Starting with the line that contains "For the evaluation set, spot each instance of the young", set down each line through the end of the entries below, exactly and with nothing added.

**RECORDS TO PROCESS**
* Begin *

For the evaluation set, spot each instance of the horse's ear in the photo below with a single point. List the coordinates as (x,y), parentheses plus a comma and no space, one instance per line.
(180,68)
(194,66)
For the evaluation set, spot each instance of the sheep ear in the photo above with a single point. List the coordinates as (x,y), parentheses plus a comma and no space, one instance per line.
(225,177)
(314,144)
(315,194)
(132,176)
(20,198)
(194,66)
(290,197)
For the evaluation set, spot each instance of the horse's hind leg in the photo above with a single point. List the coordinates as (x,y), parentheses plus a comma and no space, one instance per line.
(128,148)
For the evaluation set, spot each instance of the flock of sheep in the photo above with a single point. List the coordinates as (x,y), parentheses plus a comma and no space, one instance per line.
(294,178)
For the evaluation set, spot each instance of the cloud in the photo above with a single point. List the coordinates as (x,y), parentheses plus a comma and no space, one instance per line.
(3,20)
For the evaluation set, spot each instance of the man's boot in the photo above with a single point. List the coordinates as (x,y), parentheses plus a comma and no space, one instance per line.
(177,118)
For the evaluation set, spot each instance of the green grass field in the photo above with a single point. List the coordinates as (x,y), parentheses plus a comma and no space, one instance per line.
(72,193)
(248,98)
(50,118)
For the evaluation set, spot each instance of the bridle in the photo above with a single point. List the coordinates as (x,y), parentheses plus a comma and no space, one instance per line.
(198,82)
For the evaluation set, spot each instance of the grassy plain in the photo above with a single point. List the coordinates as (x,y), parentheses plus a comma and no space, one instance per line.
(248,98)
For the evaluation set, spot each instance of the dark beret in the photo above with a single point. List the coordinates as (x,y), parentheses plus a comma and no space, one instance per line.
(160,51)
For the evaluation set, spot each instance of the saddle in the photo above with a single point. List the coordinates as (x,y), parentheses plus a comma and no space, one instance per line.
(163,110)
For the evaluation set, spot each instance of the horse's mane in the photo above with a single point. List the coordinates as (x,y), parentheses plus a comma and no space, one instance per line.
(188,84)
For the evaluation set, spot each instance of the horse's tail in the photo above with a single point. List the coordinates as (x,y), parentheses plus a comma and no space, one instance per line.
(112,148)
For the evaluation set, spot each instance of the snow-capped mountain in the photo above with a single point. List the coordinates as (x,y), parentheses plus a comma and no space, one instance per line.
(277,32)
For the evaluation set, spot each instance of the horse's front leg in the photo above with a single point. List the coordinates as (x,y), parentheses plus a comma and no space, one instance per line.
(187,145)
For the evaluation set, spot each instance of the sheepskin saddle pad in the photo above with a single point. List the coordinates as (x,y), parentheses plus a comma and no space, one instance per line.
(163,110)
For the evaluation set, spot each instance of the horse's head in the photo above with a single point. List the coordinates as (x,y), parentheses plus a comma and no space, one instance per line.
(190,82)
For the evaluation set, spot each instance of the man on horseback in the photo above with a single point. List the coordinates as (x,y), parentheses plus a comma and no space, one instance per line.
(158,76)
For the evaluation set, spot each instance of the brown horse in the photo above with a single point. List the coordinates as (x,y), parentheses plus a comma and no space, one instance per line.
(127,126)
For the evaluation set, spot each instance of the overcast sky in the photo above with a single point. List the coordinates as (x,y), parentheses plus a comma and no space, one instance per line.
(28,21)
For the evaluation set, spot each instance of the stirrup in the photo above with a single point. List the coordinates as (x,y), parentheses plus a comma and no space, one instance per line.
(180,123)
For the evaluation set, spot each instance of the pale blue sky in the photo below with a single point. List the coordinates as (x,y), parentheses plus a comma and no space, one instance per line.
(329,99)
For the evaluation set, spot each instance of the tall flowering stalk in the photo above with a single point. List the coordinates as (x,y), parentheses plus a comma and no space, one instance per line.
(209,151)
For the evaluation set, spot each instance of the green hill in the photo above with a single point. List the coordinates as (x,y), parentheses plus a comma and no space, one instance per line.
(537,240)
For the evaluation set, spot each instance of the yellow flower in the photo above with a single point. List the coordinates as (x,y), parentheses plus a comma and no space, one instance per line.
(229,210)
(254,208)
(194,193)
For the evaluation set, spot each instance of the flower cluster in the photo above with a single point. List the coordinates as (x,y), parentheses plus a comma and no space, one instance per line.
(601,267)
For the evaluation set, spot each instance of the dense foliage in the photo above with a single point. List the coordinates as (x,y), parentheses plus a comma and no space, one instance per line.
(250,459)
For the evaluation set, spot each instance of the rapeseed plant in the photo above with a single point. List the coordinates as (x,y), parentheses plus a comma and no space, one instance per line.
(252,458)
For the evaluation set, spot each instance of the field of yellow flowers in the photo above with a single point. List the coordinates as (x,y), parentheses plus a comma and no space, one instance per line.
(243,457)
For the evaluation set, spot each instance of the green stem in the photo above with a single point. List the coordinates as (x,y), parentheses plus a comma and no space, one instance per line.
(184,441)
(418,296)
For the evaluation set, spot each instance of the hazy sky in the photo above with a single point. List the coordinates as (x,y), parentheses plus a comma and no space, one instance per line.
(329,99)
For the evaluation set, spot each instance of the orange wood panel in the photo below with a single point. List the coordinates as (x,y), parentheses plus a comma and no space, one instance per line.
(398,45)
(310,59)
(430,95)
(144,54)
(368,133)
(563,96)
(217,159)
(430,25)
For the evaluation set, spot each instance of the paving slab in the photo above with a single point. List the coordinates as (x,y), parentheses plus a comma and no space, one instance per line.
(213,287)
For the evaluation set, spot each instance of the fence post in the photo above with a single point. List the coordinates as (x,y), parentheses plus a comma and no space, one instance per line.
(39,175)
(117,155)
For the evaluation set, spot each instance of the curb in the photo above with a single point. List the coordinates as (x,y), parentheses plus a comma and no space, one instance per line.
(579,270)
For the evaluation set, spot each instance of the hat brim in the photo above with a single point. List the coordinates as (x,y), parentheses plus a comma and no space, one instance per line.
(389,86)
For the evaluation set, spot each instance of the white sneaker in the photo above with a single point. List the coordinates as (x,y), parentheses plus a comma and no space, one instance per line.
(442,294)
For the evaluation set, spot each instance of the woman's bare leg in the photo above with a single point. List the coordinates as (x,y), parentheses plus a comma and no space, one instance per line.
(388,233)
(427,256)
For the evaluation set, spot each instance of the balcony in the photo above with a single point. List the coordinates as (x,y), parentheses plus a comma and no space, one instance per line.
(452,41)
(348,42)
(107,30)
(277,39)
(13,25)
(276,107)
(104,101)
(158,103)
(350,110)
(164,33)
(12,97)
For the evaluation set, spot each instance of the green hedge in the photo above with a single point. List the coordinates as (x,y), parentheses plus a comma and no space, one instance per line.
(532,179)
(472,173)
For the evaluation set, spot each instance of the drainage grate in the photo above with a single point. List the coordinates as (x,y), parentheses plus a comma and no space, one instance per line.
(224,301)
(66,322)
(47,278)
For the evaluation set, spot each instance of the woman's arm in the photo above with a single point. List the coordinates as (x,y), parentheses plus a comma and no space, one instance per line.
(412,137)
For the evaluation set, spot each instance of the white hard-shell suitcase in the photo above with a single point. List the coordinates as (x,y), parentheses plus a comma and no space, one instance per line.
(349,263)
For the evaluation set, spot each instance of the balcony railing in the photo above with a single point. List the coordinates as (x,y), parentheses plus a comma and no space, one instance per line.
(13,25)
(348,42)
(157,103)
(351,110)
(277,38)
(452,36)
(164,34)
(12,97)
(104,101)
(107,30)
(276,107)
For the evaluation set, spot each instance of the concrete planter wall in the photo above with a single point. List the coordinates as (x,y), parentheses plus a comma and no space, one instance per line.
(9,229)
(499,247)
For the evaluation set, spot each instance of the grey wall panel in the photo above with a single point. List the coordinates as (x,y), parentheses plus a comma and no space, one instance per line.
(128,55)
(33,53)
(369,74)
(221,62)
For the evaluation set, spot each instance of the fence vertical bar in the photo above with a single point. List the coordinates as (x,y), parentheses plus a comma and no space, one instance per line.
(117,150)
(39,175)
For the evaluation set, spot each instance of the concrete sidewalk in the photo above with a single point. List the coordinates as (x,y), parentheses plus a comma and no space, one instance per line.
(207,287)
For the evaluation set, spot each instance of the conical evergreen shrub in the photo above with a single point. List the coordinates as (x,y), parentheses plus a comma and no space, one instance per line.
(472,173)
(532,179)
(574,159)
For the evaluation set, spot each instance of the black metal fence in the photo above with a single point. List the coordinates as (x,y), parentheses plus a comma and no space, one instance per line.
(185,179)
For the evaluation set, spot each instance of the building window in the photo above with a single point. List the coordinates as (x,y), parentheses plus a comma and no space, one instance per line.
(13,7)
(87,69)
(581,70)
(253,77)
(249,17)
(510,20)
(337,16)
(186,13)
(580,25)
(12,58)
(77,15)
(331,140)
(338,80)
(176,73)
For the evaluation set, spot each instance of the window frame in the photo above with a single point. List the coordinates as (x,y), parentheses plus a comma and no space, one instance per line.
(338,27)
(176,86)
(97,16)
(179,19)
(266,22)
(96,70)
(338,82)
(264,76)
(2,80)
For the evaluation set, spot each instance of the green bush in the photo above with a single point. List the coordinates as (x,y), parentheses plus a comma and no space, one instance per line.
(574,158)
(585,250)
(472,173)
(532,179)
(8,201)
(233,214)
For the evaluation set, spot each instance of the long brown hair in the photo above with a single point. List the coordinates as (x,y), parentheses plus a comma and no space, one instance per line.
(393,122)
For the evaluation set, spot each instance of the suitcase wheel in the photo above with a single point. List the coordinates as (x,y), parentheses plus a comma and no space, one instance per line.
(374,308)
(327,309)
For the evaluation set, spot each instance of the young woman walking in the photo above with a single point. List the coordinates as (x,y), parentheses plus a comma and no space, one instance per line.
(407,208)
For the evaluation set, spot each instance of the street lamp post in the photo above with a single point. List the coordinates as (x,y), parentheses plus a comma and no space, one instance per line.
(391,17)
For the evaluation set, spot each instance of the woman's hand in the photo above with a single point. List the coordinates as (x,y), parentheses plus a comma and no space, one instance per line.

* End *

**ANSWER TO THE TASK**
For the evaluation set, spot each instance of the young woman walking in the photo above with a single point. List the coordinates as (x,y), parentheses plus a comma and no space, one instance per line.
(407,208)
For the evaluation set, spot each instance of the street lamp post in the photo above with a single point. List the coordinates as (x,y), parentheses plus a comma and no space, one instance per line.
(391,17)
For the evaluation set, spot each instance of the woman's hand in the photo above with a single point. List the coordinates as (x,y), parentheses plus a comma and no space, one instance per line.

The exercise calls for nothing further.